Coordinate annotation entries
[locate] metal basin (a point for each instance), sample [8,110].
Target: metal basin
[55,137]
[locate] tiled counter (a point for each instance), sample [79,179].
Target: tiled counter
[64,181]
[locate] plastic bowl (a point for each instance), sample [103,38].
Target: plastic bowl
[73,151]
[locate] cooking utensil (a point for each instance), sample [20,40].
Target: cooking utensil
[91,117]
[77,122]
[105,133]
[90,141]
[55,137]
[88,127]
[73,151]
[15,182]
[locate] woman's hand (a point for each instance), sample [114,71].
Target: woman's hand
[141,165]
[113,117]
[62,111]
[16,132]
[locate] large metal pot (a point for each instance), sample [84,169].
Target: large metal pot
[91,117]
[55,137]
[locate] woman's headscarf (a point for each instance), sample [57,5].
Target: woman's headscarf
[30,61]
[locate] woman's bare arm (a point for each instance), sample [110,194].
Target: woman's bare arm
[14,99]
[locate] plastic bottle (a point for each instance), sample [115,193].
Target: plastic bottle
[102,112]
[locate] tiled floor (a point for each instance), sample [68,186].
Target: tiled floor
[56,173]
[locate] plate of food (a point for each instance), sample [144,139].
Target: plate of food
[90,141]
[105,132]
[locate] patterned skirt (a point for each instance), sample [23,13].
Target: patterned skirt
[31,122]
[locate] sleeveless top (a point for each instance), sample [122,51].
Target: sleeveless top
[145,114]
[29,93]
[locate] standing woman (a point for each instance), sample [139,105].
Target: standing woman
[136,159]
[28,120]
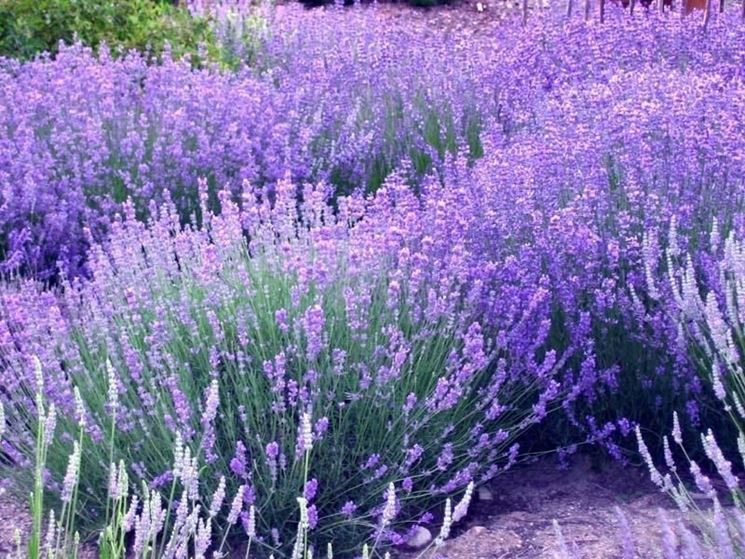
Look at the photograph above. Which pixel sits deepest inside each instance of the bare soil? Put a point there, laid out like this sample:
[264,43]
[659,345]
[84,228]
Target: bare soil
[518,523]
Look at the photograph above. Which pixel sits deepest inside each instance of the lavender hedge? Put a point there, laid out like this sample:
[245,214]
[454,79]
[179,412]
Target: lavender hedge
[221,278]
[339,334]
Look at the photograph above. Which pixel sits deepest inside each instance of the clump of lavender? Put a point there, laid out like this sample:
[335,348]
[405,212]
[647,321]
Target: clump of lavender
[188,383]
[709,316]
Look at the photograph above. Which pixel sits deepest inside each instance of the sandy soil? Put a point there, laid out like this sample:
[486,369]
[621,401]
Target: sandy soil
[518,522]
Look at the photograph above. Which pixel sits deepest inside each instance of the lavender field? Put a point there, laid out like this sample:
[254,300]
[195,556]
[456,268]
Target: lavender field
[305,297]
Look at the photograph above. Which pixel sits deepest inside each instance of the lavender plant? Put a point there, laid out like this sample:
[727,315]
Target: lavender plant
[144,523]
[709,319]
[330,357]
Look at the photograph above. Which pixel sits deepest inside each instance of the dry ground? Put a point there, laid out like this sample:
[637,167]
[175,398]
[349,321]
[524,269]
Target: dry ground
[518,522]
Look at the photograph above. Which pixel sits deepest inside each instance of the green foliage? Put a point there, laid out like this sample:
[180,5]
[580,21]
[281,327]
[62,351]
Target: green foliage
[29,27]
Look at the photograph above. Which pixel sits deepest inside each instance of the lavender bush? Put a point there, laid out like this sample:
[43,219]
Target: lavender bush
[709,318]
[334,357]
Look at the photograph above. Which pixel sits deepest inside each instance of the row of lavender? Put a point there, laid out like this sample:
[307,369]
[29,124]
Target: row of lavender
[301,344]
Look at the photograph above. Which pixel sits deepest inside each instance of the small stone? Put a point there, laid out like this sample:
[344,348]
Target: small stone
[420,538]
[485,494]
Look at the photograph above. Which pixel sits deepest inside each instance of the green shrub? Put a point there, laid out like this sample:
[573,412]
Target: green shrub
[28,27]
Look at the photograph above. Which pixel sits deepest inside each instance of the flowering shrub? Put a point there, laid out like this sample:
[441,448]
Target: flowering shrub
[711,325]
[335,356]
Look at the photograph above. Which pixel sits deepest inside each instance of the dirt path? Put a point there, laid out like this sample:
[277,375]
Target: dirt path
[518,522]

→ **TASK REQUIREMENTS**: Starting with the line that contains "the lavender plant?", print each line through the last one in the listing. Include both end lines and add nothing.

→ **RESULT BELOW**:
Look at the photograph above. Which pixel sits deepest inside each instance of the lavender plant? Put a point there, laid out like this sample:
[727,315]
Target: lavender plant
[144,523]
[709,319]
[330,357]
Look at the photograph above. Which pixel sits deepest inside each instance of the dry ground? Put a point there, laid out like this sample:
[637,167]
[175,398]
[349,321]
[524,269]
Target: dry ground
[518,522]
Look at the photograph above. Which pixel sits deepest inside each instance of the green foliage? Put a point there, laid out like this sample:
[180,5]
[580,21]
[281,327]
[62,351]
Target: green foliage
[29,27]
Look at the photograph above. Which pixel sits deepest inside each instance of the lavender bush? Put a point there, laid out like this sample:
[43,219]
Target: lavender bush
[709,318]
[334,357]
Look at the photograph above. Which pixel sits deepest inside each instance of the row of lavender? Put a point there, laid out like this sample:
[307,369]
[29,124]
Target: row of lavender
[301,344]
Look at the photograph above. Which pixel sits deepest inside each instance of the small stone? Put a point there, laid out like this sample:
[344,348]
Target: small stone
[420,538]
[485,494]
Look at the photograph above. Which pixel sits deepest inside each instance of the green shrub? Put a point there, laid out like this sample:
[573,412]
Target: green shrub
[28,27]
Look at the photograph above. Which pixel sits deepest inside each instance of the flowering shrub? Put a point there, laid out like this sample:
[441,448]
Target: flowering shrub
[711,325]
[335,356]
Look at the photograph above. Which pixel sits deepest inside each instance of the dirt path? Put a point there, laid out like this sample:
[277,375]
Target: dirt path
[518,522]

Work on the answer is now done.